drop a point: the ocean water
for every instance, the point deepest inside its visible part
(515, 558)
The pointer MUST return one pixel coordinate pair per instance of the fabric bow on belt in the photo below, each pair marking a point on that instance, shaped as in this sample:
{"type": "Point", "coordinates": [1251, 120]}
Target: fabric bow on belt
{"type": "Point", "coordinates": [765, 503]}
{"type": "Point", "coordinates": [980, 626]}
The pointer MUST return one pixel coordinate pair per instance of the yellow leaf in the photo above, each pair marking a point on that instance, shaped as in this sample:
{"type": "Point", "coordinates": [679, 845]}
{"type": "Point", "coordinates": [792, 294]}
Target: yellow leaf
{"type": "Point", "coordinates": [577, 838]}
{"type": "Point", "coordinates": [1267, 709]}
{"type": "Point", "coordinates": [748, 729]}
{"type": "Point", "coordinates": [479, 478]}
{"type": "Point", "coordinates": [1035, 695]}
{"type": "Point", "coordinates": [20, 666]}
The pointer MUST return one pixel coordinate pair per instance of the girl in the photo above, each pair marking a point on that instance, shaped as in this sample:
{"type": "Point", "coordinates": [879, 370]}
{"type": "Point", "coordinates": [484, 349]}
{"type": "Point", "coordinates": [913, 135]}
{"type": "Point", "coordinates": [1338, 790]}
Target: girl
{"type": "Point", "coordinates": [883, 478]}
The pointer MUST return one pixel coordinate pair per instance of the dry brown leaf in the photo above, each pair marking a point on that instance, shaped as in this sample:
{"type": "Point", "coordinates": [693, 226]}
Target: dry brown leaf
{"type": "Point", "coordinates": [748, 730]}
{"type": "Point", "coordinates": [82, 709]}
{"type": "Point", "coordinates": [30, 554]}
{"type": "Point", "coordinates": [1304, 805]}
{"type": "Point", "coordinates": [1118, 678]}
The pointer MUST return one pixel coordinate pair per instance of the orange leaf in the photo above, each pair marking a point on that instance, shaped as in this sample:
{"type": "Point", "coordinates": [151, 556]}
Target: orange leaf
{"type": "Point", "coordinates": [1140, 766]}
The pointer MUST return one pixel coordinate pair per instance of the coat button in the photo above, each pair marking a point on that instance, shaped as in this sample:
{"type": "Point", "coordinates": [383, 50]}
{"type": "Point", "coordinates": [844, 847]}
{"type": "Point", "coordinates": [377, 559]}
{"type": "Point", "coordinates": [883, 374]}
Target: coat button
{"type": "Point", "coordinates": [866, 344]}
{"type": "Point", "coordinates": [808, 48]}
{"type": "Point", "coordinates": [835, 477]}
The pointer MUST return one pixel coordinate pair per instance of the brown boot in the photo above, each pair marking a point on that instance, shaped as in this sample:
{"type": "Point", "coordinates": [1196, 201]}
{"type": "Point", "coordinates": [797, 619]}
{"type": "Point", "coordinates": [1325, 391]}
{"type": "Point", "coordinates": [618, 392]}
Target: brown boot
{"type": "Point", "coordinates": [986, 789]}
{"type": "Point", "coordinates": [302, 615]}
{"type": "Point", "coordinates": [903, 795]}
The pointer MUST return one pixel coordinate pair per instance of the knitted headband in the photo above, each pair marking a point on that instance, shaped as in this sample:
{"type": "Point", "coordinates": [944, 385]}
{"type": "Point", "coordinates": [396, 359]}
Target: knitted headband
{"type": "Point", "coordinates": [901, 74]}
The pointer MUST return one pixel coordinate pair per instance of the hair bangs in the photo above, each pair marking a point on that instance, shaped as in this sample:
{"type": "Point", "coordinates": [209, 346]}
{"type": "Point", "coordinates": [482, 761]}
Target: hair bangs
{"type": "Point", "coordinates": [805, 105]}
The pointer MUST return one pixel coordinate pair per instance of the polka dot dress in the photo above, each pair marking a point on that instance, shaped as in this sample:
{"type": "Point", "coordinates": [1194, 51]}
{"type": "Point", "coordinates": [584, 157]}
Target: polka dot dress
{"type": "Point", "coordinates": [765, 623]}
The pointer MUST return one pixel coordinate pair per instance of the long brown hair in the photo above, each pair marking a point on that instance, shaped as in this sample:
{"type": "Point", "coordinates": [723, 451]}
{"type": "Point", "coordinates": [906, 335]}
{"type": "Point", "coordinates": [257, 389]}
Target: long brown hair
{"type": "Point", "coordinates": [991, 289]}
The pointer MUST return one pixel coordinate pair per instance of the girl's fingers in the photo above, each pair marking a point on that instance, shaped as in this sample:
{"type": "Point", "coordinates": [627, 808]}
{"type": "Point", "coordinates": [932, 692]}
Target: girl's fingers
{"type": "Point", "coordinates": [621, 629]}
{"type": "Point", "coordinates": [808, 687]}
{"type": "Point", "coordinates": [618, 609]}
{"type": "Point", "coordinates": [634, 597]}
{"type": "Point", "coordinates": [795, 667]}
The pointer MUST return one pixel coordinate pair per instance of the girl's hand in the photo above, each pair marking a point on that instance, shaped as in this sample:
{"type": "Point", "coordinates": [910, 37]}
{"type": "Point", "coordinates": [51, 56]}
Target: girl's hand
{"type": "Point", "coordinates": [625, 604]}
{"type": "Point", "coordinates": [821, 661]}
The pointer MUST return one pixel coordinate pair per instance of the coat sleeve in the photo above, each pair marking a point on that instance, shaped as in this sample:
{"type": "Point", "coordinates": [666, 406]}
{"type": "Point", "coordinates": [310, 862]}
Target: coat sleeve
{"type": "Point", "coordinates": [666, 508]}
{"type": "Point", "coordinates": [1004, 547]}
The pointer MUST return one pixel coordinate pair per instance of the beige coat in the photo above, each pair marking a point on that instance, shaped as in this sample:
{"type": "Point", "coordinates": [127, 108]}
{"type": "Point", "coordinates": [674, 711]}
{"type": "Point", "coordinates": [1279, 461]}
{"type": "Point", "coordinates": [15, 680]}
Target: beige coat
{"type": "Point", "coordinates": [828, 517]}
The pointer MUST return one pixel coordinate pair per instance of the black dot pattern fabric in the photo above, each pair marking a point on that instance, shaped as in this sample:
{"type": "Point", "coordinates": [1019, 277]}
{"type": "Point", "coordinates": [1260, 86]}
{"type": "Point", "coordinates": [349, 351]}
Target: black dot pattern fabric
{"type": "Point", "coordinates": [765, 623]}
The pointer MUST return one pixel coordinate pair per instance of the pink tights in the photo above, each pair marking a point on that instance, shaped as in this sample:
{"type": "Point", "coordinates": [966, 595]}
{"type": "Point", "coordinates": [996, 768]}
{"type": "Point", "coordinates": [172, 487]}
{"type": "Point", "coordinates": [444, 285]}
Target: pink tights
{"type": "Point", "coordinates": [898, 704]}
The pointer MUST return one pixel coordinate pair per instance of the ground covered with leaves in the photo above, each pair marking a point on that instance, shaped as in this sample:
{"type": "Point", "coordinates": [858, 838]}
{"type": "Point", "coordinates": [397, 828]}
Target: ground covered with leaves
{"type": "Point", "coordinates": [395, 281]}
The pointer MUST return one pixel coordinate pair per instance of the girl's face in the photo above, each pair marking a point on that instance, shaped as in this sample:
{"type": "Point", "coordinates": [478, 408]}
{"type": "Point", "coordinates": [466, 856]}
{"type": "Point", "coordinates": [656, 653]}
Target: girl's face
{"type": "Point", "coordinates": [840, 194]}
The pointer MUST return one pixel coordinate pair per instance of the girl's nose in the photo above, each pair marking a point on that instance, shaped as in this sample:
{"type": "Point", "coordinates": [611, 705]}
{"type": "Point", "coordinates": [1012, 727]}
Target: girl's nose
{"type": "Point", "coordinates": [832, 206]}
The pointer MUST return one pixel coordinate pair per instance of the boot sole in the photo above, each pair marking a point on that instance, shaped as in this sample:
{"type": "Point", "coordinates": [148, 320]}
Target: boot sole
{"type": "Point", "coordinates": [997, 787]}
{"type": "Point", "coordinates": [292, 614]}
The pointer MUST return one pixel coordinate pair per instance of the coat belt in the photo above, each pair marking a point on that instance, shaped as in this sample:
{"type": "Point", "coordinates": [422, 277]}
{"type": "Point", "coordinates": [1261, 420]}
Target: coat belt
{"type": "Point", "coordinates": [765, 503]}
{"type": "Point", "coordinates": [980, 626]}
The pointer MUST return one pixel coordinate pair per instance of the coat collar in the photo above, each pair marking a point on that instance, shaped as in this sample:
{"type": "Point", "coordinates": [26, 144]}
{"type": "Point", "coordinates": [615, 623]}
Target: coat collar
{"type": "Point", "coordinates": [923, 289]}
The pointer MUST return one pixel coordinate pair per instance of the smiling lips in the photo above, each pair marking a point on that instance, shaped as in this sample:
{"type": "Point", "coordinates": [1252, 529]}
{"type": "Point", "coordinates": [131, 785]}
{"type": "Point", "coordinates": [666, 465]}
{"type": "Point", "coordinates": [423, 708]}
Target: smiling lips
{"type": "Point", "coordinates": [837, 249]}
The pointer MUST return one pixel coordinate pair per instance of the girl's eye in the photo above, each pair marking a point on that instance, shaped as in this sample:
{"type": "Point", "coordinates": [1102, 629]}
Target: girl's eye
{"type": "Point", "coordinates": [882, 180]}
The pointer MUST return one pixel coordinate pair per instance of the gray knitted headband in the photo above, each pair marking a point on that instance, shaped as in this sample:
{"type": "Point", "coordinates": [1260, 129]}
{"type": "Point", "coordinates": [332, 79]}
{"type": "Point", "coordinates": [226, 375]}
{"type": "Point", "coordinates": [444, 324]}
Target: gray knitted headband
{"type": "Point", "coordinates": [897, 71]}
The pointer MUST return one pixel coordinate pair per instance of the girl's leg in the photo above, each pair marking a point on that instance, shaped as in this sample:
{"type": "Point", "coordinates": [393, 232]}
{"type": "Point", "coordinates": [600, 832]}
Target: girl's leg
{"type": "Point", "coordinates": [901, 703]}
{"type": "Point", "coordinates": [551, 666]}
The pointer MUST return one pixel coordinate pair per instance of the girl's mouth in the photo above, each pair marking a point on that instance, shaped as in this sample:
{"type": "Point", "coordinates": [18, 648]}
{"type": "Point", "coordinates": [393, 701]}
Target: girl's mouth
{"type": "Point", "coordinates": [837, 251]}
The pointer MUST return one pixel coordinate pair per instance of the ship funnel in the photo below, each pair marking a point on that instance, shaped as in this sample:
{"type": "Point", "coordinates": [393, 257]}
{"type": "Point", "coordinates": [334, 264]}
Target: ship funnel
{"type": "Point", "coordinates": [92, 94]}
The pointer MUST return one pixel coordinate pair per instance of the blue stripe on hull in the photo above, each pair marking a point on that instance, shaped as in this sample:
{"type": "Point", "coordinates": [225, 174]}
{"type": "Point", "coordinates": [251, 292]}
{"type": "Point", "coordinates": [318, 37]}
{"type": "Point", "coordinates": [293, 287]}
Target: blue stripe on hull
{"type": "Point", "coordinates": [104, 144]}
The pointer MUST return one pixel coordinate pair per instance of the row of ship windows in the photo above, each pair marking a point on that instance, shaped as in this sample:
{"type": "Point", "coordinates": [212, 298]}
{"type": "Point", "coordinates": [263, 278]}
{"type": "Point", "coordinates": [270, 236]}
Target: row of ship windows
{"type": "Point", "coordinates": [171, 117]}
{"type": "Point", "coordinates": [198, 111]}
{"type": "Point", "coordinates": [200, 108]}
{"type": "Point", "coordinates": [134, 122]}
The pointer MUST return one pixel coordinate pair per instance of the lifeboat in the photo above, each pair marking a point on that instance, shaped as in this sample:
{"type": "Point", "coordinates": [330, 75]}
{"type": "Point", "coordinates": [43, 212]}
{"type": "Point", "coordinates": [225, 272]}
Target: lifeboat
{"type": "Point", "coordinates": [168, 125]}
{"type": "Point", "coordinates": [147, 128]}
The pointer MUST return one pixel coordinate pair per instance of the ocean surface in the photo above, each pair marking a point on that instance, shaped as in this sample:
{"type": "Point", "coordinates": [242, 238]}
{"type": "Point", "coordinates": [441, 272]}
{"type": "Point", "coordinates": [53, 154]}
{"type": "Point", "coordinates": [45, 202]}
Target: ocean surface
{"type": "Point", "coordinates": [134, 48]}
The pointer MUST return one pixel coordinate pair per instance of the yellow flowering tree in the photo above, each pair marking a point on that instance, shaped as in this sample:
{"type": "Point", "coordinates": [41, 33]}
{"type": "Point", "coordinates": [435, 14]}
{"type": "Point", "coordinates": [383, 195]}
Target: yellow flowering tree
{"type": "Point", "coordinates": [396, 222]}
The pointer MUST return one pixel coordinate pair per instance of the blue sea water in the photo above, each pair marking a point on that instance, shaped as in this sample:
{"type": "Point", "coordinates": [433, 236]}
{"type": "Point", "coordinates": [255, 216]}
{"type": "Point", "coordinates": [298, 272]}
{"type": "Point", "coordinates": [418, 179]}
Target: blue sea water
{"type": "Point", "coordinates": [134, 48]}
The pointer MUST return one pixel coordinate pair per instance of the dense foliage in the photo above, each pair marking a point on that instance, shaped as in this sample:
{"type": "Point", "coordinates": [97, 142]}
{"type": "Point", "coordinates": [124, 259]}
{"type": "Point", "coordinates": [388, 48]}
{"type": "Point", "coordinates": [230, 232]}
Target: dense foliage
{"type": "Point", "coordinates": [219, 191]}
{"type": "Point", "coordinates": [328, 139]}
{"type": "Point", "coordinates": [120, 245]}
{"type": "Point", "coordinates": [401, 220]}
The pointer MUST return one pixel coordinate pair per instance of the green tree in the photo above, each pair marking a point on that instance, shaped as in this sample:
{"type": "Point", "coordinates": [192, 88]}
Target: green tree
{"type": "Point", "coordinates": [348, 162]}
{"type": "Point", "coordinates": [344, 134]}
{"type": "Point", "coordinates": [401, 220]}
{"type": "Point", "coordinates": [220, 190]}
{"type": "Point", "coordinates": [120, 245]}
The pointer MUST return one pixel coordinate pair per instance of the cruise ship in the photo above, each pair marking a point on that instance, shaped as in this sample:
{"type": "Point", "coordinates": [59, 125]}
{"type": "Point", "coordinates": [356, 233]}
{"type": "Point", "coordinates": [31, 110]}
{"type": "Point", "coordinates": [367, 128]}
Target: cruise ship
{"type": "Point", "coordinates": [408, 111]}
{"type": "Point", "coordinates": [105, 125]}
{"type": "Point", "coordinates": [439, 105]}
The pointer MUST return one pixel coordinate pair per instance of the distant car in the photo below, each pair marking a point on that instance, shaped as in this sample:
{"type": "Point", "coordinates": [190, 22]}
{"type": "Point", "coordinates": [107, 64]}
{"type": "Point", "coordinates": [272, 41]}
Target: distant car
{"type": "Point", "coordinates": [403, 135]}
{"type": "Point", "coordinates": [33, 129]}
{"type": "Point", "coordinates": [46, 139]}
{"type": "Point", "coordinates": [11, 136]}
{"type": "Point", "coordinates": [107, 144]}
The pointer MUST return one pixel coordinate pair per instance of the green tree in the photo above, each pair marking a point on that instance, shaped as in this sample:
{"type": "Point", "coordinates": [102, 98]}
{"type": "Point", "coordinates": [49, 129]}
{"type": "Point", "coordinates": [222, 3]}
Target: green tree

━━━━━━━━━━━━━━━━━━━━

PROBLEM TO WORK ON.
Going through the records above line by line, tally those with the word "below" and answer with the number only.

RESPONSE AREA.
3